# New train protection from old transformers



## WildcatRR (Jul 28, 2013)

I have searched the forum threads but can't find where it's located on circuit protection for new trains running with old lionel transformers. Any info would be helpful as I don't want to fry the circuit boards on the newer engines that I have.


Harry


----------



## cole226 (Feb 8, 2013)

tvs diodes and fast trip 3 or 5 amp inline circuit breakers or fuses.

self resetting breakers work best imho.

link http://www.modeltrainforum.com/showthread.php?t=117026&highlight=circuit+breakers


----------



## WildcatRR (Jul 28, 2013)

Thanks for the info. best to play it safe than sorry.

Harry


----------



## DennyM (Jan 3, 2016)

I used this 5 amp circuit breaker with my post-war ZW. It reacts instantly and resets with a push of a button. I put it in-line between the transformer and the track. I just soldered the wires to the plugs.


----------



## WildcatRR (Jul 28, 2013)

Thanks Denny. Please keep the ideas and types coming.

Harry


----------



## Krieglok (Sep 7, 2013)

DennyM said:


> I used this 5 amp circuit breaker with my post-war ZW. It reacts instantly and resets with a push of a button. I put it in-line between the transformer and the track. I just soldered the wires to the plugs.
> 
> View attachment 402314


That is a great set up, Denny. Where did you find that circuit breaker?

Tom


----------



## beachhead2 (Oct 31, 2017)

☆ ☆ ☆ ☆ ☆ ☆ ☆

--- WRITTEN PROBLEM ---
Copy out the forum thread on protecting newer trains that run on old Lionel transformers in full, word for word.

☆ ☆ ☆ ☆ ☆ ☆ ☆

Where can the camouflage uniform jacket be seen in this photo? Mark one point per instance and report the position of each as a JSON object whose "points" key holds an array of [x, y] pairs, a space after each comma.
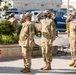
{"points": [[27, 34]]}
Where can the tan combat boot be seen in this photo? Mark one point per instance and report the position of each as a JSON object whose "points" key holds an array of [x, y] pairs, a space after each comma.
{"points": [[48, 67], [44, 67], [26, 70], [72, 63]]}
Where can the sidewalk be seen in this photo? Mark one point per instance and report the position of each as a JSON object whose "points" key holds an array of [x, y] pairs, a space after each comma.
{"points": [[59, 67]]}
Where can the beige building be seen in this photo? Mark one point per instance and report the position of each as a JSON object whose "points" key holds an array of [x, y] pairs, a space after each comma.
{"points": [[33, 4], [72, 4]]}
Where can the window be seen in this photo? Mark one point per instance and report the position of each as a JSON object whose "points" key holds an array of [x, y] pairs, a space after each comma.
{"points": [[26, 4]]}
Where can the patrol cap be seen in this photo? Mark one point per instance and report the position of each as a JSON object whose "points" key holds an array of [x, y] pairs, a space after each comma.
{"points": [[47, 12], [28, 14], [12, 14]]}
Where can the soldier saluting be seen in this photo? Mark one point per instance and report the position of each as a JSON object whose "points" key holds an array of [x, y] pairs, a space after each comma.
{"points": [[48, 36], [26, 40]]}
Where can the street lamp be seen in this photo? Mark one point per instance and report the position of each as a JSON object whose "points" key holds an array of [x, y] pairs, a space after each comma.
{"points": [[68, 8]]}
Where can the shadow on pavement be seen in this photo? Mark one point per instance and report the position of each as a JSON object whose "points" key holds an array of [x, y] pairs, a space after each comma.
{"points": [[16, 70]]}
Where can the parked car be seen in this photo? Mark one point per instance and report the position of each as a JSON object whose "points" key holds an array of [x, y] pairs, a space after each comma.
{"points": [[17, 14]]}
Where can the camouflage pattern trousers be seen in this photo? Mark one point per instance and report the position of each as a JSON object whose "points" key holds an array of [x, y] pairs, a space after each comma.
{"points": [[73, 48], [26, 54], [47, 53]]}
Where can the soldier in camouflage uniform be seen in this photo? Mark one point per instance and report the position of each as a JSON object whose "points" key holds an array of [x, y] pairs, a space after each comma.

☆ ☆ ☆ ☆ ☆ ☆ ☆

--- CORRECT OUTPUT ---
# New train protection from old transformers



## WildcatRR (Jul 28, 2013)

I have searched the forum threads but can't find where it's located on circuit protection for new trains running with old lionel transformers. Any info would be helpful as I don't want to fry the circuit boards on the newer engines that I have.


Harry


----------



## cole226 (Feb 8, 2013)

tvs diodes and fast trip 3 or 5 amp inline circuit breakers or fuses.

self resetting breakers work best imho.

link http://www.modeltrainforum.com/showthread.php?t=117026&highlight=circuit+breakers


----------



## WildcatRR (Jul 28, 2013)

Thanks for the info. best to play it safe than sorry.

Harry


----------



## DennyM (Jan 3, 2016)

I used this 5 amp circuit breaker with my post-war ZW. It reacts instantly and resets with a push of a button. I put it in-line between the transformer and the track. I just soldered the wires to the plugs.


----------



## WildcatRR (Jul 28, 2013)

Thanks Denny. Please keep the ideas and types coming.

Harry


----------



## Krieglok (Sep 7, 2013)

DennyM said:


> I used this 5 amp circuit breaker with my post-war ZW. It reacts instantly and resets with a push of a button. I put it in-line between the transformer and the track. I just soldered the wires to the plugs.
> 
> View attachment 402314


That is a great set up, Denny. Where did you find that circuit breaker?

Tom


----------



## beachhead2 (Oct 31, 2017)